» **RECORDS SHOWN**:
◇ ◇ ◇ ◇ ◇

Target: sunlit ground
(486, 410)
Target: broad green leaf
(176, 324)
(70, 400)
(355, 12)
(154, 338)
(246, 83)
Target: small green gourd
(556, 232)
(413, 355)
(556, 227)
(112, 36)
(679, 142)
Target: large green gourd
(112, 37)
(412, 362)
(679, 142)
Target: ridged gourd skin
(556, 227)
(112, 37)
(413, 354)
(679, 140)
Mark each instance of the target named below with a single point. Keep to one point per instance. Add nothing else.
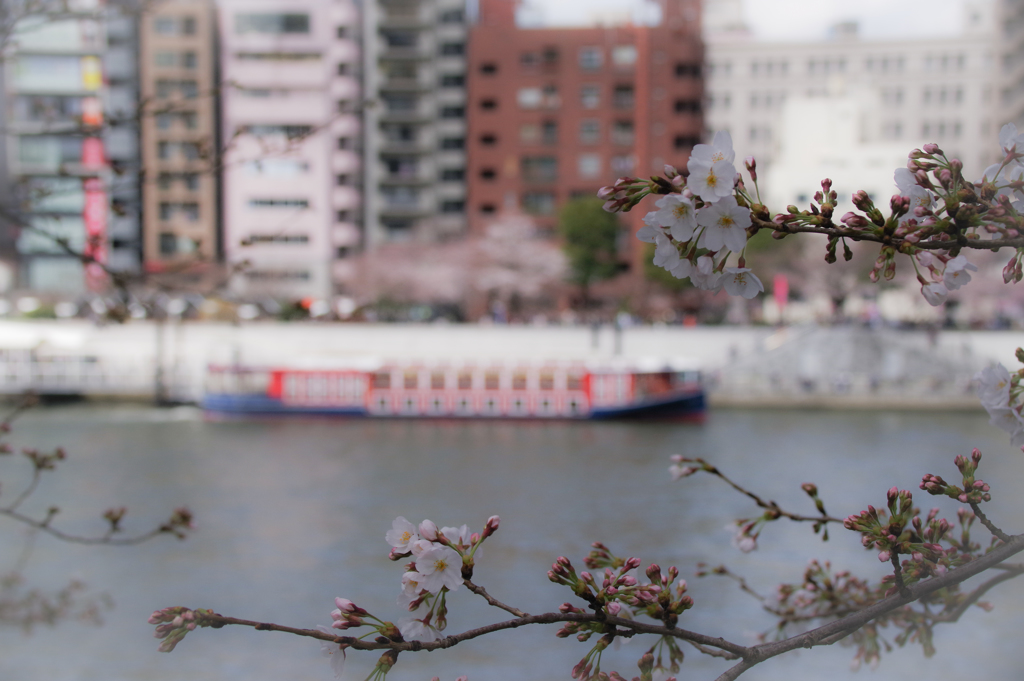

◇ ◇ ◇ ◇ ◇

» **BRIEF**:
Reproduce the data above line for line, without changing any character. Leave the pictures out of your copy.

» **EXERCISE RESPONSE**:
Target: sunlit ground
(486, 410)
Target: broad green leaf
(176, 324)
(70, 400)
(355, 12)
(154, 338)
(246, 83)
Target: small green gourd
(556, 232)
(413, 355)
(556, 227)
(112, 36)
(679, 142)
Target: large green gourd
(112, 37)
(412, 362)
(679, 142)
Target: ridged gourd skin
(556, 227)
(112, 37)
(413, 354)
(679, 140)
Mark each instance of the target named below with a single point. Keep to one point per instance. Add nothing else.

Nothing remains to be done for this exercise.